Try it = Whenever the word "jacket" appears in a line of the data below, copy that line.
(Extracted material)
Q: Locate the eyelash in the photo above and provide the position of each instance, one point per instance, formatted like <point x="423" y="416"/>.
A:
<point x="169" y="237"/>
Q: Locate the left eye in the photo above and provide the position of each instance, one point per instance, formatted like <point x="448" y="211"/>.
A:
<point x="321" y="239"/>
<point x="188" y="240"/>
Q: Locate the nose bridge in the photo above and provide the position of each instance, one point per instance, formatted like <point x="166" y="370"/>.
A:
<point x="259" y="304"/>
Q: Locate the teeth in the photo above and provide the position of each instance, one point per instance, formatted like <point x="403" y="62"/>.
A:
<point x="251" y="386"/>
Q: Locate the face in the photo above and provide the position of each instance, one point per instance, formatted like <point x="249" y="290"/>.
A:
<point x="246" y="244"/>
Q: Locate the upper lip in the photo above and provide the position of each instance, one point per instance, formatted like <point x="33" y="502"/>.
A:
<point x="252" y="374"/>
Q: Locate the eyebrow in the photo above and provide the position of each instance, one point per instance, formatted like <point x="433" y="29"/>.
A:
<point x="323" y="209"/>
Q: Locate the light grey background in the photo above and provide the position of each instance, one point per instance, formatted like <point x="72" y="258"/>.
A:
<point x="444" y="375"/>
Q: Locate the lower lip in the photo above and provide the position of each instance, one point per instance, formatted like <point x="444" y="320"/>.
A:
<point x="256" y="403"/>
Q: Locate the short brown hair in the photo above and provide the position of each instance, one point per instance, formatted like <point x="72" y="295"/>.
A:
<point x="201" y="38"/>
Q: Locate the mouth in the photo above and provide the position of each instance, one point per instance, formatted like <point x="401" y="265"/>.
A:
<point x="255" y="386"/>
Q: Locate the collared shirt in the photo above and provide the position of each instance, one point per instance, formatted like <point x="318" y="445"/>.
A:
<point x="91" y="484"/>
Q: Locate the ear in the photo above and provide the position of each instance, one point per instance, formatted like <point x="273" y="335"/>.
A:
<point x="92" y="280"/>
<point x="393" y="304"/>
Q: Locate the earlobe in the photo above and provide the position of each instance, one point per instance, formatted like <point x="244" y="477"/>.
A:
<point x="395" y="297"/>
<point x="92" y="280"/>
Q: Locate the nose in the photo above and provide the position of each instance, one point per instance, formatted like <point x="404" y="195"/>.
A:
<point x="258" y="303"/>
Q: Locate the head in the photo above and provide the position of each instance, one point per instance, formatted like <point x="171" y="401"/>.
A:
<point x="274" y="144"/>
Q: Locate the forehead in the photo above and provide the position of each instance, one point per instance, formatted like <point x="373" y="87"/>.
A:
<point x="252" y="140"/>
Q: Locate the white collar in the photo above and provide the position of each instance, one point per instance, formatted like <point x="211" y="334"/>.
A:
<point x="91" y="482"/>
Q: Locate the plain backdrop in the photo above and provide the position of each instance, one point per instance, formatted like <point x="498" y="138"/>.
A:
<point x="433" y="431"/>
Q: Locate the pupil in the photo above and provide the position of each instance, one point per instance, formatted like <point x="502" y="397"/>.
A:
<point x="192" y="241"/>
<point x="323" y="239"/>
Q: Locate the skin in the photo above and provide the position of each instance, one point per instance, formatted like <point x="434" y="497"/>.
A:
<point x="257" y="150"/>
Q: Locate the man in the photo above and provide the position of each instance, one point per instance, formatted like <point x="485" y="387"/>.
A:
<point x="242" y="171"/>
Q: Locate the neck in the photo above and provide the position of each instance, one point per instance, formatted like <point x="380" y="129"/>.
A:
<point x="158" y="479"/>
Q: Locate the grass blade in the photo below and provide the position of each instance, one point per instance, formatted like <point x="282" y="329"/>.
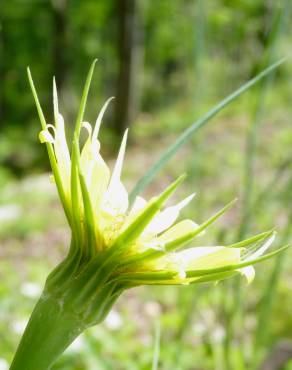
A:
<point x="186" y="135"/>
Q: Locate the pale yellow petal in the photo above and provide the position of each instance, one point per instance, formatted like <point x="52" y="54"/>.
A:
<point x="248" y="272"/>
<point x="166" y="218"/>
<point x="99" y="118"/>
<point x="178" y="230"/>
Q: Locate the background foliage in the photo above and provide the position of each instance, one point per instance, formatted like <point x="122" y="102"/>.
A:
<point x="167" y="62"/>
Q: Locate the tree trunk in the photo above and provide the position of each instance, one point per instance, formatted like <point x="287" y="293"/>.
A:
<point x="130" y="58"/>
<point x="59" y="60"/>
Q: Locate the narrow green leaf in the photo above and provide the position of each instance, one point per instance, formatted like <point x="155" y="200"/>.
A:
<point x="84" y="99"/>
<point x="201" y="272"/>
<point x="186" y="135"/>
<point x="143" y="219"/>
<point x="253" y="239"/>
<point x="179" y="242"/>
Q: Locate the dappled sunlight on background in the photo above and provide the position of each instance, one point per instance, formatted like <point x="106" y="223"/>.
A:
<point x="166" y="63"/>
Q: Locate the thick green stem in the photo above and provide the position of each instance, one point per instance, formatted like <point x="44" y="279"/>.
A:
<point x="51" y="329"/>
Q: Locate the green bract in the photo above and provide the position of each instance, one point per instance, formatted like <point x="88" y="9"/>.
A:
<point x="135" y="245"/>
<point x="115" y="246"/>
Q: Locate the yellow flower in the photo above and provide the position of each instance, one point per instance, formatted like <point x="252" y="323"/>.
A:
<point x="142" y="243"/>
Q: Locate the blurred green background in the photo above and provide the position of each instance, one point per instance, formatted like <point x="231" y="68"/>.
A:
<point x="166" y="62"/>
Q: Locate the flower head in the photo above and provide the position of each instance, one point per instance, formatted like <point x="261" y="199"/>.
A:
<point x="139" y="243"/>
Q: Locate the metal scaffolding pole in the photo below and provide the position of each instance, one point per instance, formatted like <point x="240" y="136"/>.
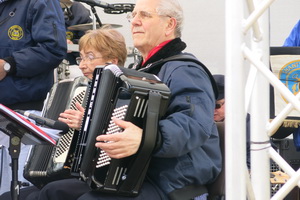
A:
<point x="252" y="96"/>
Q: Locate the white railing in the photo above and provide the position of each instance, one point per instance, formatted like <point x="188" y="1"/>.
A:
<point x="247" y="79"/>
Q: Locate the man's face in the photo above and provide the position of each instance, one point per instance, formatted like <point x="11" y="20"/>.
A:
<point x="219" y="114"/>
<point x="147" y="27"/>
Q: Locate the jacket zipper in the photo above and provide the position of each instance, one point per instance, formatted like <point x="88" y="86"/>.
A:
<point x="10" y="15"/>
<point x="55" y="33"/>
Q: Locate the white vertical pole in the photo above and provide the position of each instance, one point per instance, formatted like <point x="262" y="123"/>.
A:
<point x="260" y="161"/>
<point x="235" y="153"/>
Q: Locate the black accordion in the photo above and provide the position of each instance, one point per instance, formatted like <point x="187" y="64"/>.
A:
<point x="46" y="163"/>
<point x="130" y="95"/>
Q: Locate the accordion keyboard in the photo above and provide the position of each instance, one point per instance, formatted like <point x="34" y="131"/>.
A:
<point x="64" y="143"/>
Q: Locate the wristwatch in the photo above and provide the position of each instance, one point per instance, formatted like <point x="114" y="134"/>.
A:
<point x="6" y="67"/>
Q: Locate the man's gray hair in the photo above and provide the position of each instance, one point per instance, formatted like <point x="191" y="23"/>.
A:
<point x="172" y="8"/>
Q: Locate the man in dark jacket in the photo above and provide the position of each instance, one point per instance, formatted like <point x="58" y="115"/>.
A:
<point x="219" y="114"/>
<point x="188" y="152"/>
<point x="33" y="43"/>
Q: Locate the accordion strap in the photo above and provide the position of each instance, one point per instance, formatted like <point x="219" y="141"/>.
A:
<point x="149" y="140"/>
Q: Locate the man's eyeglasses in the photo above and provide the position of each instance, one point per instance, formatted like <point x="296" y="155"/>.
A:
<point x="219" y="105"/>
<point x="143" y="15"/>
<point x="88" y="58"/>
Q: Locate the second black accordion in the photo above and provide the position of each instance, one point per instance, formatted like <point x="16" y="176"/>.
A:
<point x="130" y="95"/>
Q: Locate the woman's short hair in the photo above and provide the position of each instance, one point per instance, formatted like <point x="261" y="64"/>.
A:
<point x="109" y="42"/>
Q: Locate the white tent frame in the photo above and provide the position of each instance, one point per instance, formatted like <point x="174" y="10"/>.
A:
<point x="251" y="94"/>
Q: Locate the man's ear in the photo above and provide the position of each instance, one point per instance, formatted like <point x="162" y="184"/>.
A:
<point x="170" y="29"/>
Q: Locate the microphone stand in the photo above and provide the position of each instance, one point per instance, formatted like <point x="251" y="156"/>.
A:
<point x="14" y="151"/>
<point x="96" y="15"/>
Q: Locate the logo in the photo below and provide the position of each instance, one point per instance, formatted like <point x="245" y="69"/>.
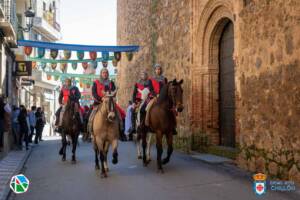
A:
<point x="19" y="184"/>
<point x="260" y="186"/>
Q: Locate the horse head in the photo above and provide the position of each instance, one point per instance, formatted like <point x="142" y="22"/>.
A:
<point x="145" y="92"/>
<point x="175" y="92"/>
<point x="109" y="105"/>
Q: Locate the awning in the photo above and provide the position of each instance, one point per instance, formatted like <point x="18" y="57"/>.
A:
<point x="77" y="47"/>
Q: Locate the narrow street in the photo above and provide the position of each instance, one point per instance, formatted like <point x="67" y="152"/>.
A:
<point x="184" y="178"/>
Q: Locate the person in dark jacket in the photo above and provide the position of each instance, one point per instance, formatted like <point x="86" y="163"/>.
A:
<point x="24" y="130"/>
<point x="39" y="124"/>
<point x="67" y="92"/>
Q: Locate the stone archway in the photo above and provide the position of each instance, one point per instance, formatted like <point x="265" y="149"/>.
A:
<point x="215" y="16"/>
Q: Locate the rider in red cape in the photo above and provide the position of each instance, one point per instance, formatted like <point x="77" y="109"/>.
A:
<point x="68" y="92"/>
<point x="159" y="80"/>
<point x="98" y="91"/>
<point x="143" y="83"/>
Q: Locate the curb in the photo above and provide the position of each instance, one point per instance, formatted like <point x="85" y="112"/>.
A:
<point x="7" y="191"/>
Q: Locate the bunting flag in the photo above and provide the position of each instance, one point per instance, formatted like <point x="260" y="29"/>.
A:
<point x="74" y="66"/>
<point x="115" y="62"/>
<point x="117" y="56"/>
<point x="94" y="64"/>
<point x="27" y="51"/>
<point x="105" y="56"/>
<point x="41" y="52"/>
<point x="85" y="65"/>
<point x="76" y="47"/>
<point x="66" y="61"/>
<point x="129" y="56"/>
<point x="53" y="53"/>
<point x="70" y="75"/>
<point x="104" y="64"/>
<point x="53" y="66"/>
<point x="80" y="55"/>
<point x="93" y="55"/>
<point x="67" y="54"/>
<point x="63" y="67"/>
(End Extracted material)
Response to the exercise =
Q: Locate the jacket zipper in the photo above and provide the position of each instance, one point per instance, formatted like <point x="88" y="86"/>.
Q: Locate the man in dark jacket in the photo above and provide the position of each instance, one point per instance, formatted like <point x="58" y="115"/>.
Q: Locate the person in dark jacket in the photo above and provide the position of each instance, one point per instance, formatted like <point x="86" y="163"/>.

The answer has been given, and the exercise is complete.